[Stored data entries]
════════════════════
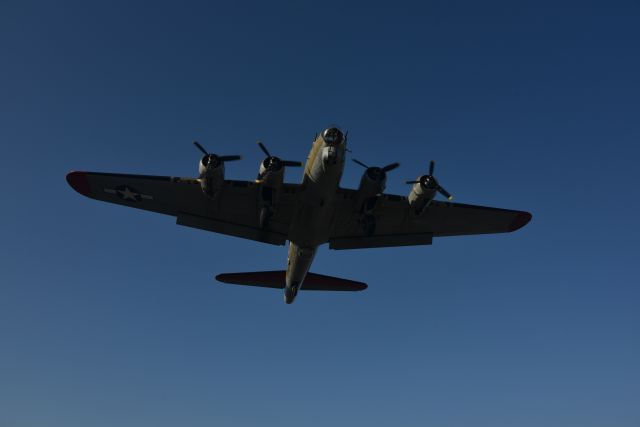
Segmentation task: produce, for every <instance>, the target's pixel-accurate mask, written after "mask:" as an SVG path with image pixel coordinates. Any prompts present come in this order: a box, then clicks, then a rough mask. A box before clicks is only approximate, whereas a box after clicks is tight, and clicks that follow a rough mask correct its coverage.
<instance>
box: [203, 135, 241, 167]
mask: <svg viewBox="0 0 640 427" xmlns="http://www.w3.org/2000/svg"><path fill="white" fill-rule="evenodd" d="M193 145H195V146H196V147H197V148H198V150H200V151H202V153H203V154H204V157H203V158H202V164H203V165H204V166H208V165H209V164H211V165H212V166H213V167H217V166H218V165H219V164H220V163H224V162H233V161H235V160H240V159H242V156H238V155H235V156H218V155H217V154H213V153H209V152H208V151H207V150H205V148H204V147H203V146H202V145H200V143H199V142H198V141H193Z"/></svg>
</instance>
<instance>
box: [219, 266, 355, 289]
mask: <svg viewBox="0 0 640 427" xmlns="http://www.w3.org/2000/svg"><path fill="white" fill-rule="evenodd" d="M285 276H286V271H284V270H277V271H256V272H251V273H226V274H218V275H217V276H216V280H218V281H220V282H223V283H228V284H231V285H244V286H257V287H261V288H274V289H284V287H285ZM365 289H367V284H366V283H362V282H356V281H355V280H348V279H340V278H338V277H332V276H325V275H323V274H316V273H307V276H306V277H305V279H304V282H303V283H302V286H301V290H303V291H343V292H345V291H346V292H356V291H363V290H365Z"/></svg>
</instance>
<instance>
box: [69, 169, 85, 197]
mask: <svg viewBox="0 0 640 427" xmlns="http://www.w3.org/2000/svg"><path fill="white" fill-rule="evenodd" d="M67 182H68V183H69V185H70V186H71V188H73V189H74V190H76V191H77V192H78V193H80V194H82V195H83V196H87V197H91V187H90V186H89V181H88V180H87V173H86V172H69V173H68V174H67Z"/></svg>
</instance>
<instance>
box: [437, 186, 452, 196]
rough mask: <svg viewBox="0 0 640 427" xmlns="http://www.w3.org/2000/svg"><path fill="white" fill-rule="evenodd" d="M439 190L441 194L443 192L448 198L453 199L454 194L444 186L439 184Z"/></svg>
mask: <svg viewBox="0 0 640 427" xmlns="http://www.w3.org/2000/svg"><path fill="white" fill-rule="evenodd" d="M436 189H437V190H438V192H439V193H440V194H442V195H443V196H444V197H446V198H447V199H449V200H451V199H453V196H452V195H451V194H450V193H449V192H448V191H447V190H445V189H444V188H442V186H440V185H438V187H437V188H436Z"/></svg>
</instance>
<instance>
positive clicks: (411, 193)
mask: <svg viewBox="0 0 640 427" xmlns="http://www.w3.org/2000/svg"><path fill="white" fill-rule="evenodd" d="M418 181H420V182H417V183H415V184H413V187H411V192H410V193H409V206H411V209H412V210H413V211H414V213H415V214H416V215H420V214H422V213H423V212H424V210H425V209H426V208H427V207H428V206H429V205H430V204H431V201H432V200H433V198H434V197H435V196H436V189H435V188H430V187H428V186H427V185H425V184H424V183H423V180H421V179H420V178H419V179H418Z"/></svg>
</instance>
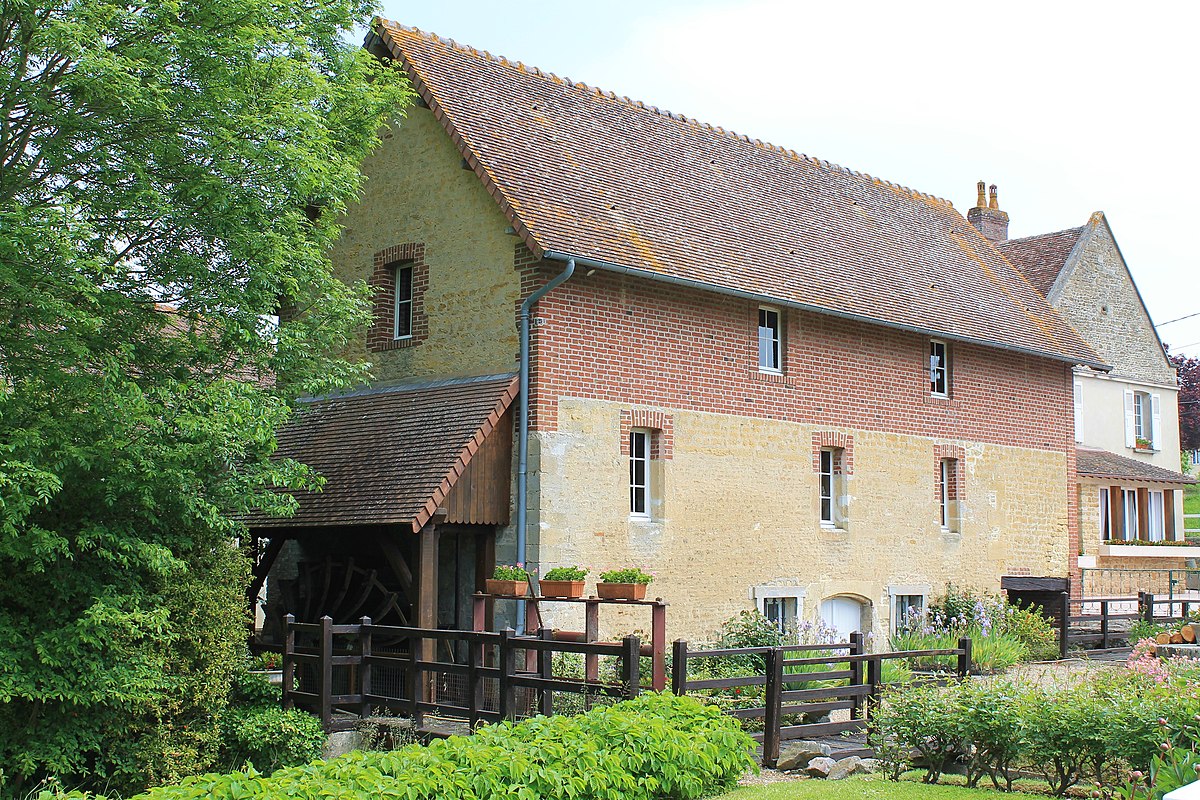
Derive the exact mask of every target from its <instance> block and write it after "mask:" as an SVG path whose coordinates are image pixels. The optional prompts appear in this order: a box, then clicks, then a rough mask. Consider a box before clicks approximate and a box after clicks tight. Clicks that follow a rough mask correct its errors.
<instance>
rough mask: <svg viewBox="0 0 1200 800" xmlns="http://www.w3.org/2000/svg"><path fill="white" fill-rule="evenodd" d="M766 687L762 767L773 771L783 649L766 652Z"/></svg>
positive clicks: (780, 688)
mask: <svg viewBox="0 0 1200 800" xmlns="http://www.w3.org/2000/svg"><path fill="white" fill-rule="evenodd" d="M766 666H767V669H766V678H767V687H766V692H763V694H764V699H763V704H764V706H766V708H764V715H763V727H762V765H763V766H766V768H769V769H774V766H775V764H778V763H779V714H780V705H781V697H782V693H784V649H782V648H772V649H770V650H768V651H767V663H766Z"/></svg>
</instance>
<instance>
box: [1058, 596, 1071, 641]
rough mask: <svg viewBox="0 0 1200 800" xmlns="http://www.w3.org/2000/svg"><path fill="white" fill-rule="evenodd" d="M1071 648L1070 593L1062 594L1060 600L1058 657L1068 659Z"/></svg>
mask: <svg viewBox="0 0 1200 800" xmlns="http://www.w3.org/2000/svg"><path fill="white" fill-rule="evenodd" d="M1069 646H1070V593H1067V591H1064V593H1062V595H1060V600H1058V657H1060V658H1066V657H1067V651H1068V649H1069Z"/></svg>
════════════════════
* PROBLEM:
Update all the items above by replacing "rough mask" with "coarse mask" wherever it appears, changing nothing else. Leave the pictures out of your answer.

* SOLUTION TO THIS TASK:
Segmentation task: produce, for every <instance>, the target's pixel-accurate mask, written after "mask:" as an SVG path with image pixel coordinates. Any prompts present come in this order: a box, then clicks, then a coarse mask. A box before clicks is only approximate, whereas a box after clicks is tight, and clicks that follow a coarse mask correct its coverage.
<instance>
box: [203, 135, 241, 167]
mask: <svg viewBox="0 0 640 427" xmlns="http://www.w3.org/2000/svg"><path fill="white" fill-rule="evenodd" d="M193 145H195V146H196V147H197V148H198V150H200V151H202V153H203V154H204V157H203V158H202V164H203V165H204V166H208V165H209V164H211V165H212V166H213V167H217V166H218V165H219V164H220V163H224V162H233V161H235V160H240V159H242V156H238V155H235V156H218V155H217V154H213V153H209V152H208V151H207V150H205V148H204V147H203V146H202V145H200V143H199V142H198V141H193Z"/></svg>
</instance>
<instance>
box: [219, 266, 355, 289]
mask: <svg viewBox="0 0 640 427" xmlns="http://www.w3.org/2000/svg"><path fill="white" fill-rule="evenodd" d="M285 276H286V271H284V270H277V271H256V272H251V273H226V274H218V275H217V276H216V280H218V281H220V282H223V283H228V284H231V285H244V286H257V287H261V288H274V289H284V287H285ZM365 289H367V284H366V283H362V282H356V281H355V280H348V279H340V278H338V277H332V276H325V275H323V274H316V273H307V276H306V277H305V279H304V282H303V283H302V286H301V290H303V291H343V292H345V291H346V292H356V291H363V290H365Z"/></svg>
</instance>
<instance>
box: [69, 169, 85, 197]
mask: <svg viewBox="0 0 640 427" xmlns="http://www.w3.org/2000/svg"><path fill="white" fill-rule="evenodd" d="M67 182H68V183H69V185H70V186H71V188H73V189H74V190H76V191H77V192H78V193H80V194H82V195H83V196H87V197H91V187H90V186H89V181H88V180H87V173H86V172H69V173H68V174H67Z"/></svg>
</instance>
<instance>
box: [437, 186, 452, 196]
coarse mask: <svg viewBox="0 0 640 427" xmlns="http://www.w3.org/2000/svg"><path fill="white" fill-rule="evenodd" d="M439 190L441 194L443 192L448 198L453 199L454 194L444 186L439 184Z"/></svg>
mask: <svg viewBox="0 0 640 427" xmlns="http://www.w3.org/2000/svg"><path fill="white" fill-rule="evenodd" d="M436 189H437V190H438V192H439V193H440V194H442V195H443V196H444V197H446V198H447V199H449V200H451V199H453V196H452V195H451V194H450V193H449V192H448V191H447V190H445V189H444V188H442V186H440V185H438V187H437V188H436Z"/></svg>
</instance>
<instance>
positive clicks: (411, 193)
mask: <svg viewBox="0 0 640 427" xmlns="http://www.w3.org/2000/svg"><path fill="white" fill-rule="evenodd" d="M418 181H420V182H417V183H415V184H413V187H411V192H410V193H409V206H411V209H412V210H413V211H414V213H415V214H416V215H420V214H422V213H423V212H424V210H425V209H426V208H427V207H428V206H429V205H430V204H431V201H432V200H433V198H434V197H435V196H436V189H435V188H430V187H428V186H427V185H425V184H424V183H423V180H421V179H420V178H419V179H418Z"/></svg>
</instance>
Derive the exact mask of every target from its <instance> block and write it after "mask:" as an SVG path whose coordinates are image pixels. The optional prompts appear in this order: a box, then clicks, then a coarse mask. Consider a box before clicks approximate and a box after clicks tight. Clicks that follow a coarse mask correct its errors.
<instance>
coarse mask: <svg viewBox="0 0 1200 800" xmlns="http://www.w3.org/2000/svg"><path fill="white" fill-rule="evenodd" d="M766 687L762 767L773 771L783 649L766 652Z"/></svg>
positive clicks: (780, 688)
mask: <svg viewBox="0 0 1200 800" xmlns="http://www.w3.org/2000/svg"><path fill="white" fill-rule="evenodd" d="M766 666H767V669H766V678H767V687H766V692H763V694H764V699H763V704H764V706H766V708H764V715H763V727H762V765H763V766H766V768H769V769H774V766H775V764H778V763H779V714H780V705H781V697H782V693H784V649H782V648H772V649H770V650H768V651H767V663H766Z"/></svg>
</instance>
<instance>
box: [1058, 596, 1071, 641]
coarse mask: <svg viewBox="0 0 1200 800" xmlns="http://www.w3.org/2000/svg"><path fill="white" fill-rule="evenodd" d="M1071 648L1070 593L1062 594L1060 600L1058 657L1068 659Z"/></svg>
mask: <svg viewBox="0 0 1200 800" xmlns="http://www.w3.org/2000/svg"><path fill="white" fill-rule="evenodd" d="M1069 646H1070V593H1067V591H1064V593H1062V595H1060V600H1058V657H1060V658H1066V657H1067V651H1068V649H1069Z"/></svg>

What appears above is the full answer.